All entries below are to be set down again, identical to the source.

[Collected data entries]
────────────────────

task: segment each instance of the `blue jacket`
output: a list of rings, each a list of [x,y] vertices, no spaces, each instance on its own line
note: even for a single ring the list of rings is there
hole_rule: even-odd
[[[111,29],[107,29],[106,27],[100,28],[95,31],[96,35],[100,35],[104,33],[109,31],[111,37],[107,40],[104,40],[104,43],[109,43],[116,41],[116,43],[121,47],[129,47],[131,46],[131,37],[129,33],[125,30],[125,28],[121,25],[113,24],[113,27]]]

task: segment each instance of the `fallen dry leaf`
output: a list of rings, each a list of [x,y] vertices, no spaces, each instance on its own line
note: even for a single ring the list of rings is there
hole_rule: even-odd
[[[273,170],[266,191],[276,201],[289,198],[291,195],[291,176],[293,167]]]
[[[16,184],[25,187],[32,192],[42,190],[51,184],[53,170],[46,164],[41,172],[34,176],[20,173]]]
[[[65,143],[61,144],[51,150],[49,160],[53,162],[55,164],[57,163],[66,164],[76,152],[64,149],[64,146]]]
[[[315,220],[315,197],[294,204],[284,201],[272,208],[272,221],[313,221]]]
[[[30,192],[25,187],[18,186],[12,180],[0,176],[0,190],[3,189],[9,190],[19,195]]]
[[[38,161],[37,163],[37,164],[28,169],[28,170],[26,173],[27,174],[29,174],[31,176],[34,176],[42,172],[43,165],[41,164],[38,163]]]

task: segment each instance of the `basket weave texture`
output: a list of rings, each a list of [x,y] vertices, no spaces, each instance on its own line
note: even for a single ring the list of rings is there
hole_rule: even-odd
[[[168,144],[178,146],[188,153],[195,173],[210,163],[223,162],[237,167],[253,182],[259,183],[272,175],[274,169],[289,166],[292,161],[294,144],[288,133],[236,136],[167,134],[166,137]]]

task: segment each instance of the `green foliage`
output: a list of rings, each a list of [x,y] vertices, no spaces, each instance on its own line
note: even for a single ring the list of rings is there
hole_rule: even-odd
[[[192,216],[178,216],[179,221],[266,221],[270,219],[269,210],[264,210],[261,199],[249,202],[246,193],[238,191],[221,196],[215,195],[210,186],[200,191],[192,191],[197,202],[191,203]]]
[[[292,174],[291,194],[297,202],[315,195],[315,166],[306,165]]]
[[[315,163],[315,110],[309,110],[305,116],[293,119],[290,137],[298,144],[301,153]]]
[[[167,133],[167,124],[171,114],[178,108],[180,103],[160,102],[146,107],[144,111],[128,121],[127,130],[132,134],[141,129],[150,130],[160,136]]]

────────────────────

### Result for this task
task: segment each instance of the `blue jacket`
output: a list of rings, each a list of [x,y] vertices, no spaces, each instance on its own line
note: even for a single ring the list of rings is there
hole_rule: even-odd
[[[111,29],[107,29],[106,27],[100,28],[95,31],[96,35],[100,35],[104,33],[109,31],[111,37],[107,40],[104,40],[104,43],[109,43],[116,41],[116,43],[121,47],[129,47],[131,46],[131,37],[129,33],[125,30],[125,28],[121,25],[113,24],[113,27]]]

task: segment each instance of the `fallen dry leaf`
output: a list of rings, each a list of [x,y] vertices, no spaces, each instance on its own line
note: even for a single ring the list of rings is there
hole_rule: even-odd
[[[273,170],[266,191],[276,201],[289,198],[291,195],[291,176],[293,167]]]
[[[16,184],[25,187],[32,192],[42,190],[51,184],[53,170],[46,164],[41,172],[34,176],[20,173]]]
[[[65,143],[61,144],[51,150],[49,160],[53,162],[55,164],[57,163],[66,164],[76,152],[64,149],[64,146]]]
[[[315,220],[315,197],[294,204],[284,201],[272,208],[272,221],[313,221]]]
[[[30,192],[25,187],[18,186],[12,180],[0,176],[0,190],[3,189],[9,190],[19,195]]]
[[[38,161],[37,163],[37,164],[28,169],[28,170],[26,173],[27,174],[29,174],[31,176],[34,176],[42,172],[43,165],[41,164],[38,163]]]

task: segment each instance of the `basket weave texture`
output: a list of rings, each a list of [x,y] vertices, no spaces, each instance on its own line
note: even for a single ring the list of rings is there
hole_rule: even-odd
[[[168,144],[178,146],[188,153],[195,173],[210,163],[223,162],[237,167],[253,182],[259,183],[272,175],[274,169],[289,166],[292,161],[294,144],[288,133],[236,136],[167,134],[166,137]]]

task: segment each instance of the `green foliage`
output: a list of rings, each a list of [x,y] vertices, no spaces, each instance on its own line
note: even for a single ring the list of rings is there
hole_rule: even-odd
[[[192,216],[178,216],[179,221],[266,221],[270,219],[269,210],[264,210],[261,199],[249,202],[246,193],[238,191],[221,196],[215,195],[210,186],[200,191],[192,191],[197,202],[191,203]]]
[[[292,174],[291,194],[297,202],[315,195],[315,166],[306,165]]]
[[[315,163],[315,110],[309,110],[305,116],[293,119],[290,137],[298,144],[301,153]]]
[[[167,133],[167,124],[171,114],[178,108],[180,103],[160,102],[146,107],[144,111],[128,121],[127,130],[132,134],[141,129],[150,130],[160,136]]]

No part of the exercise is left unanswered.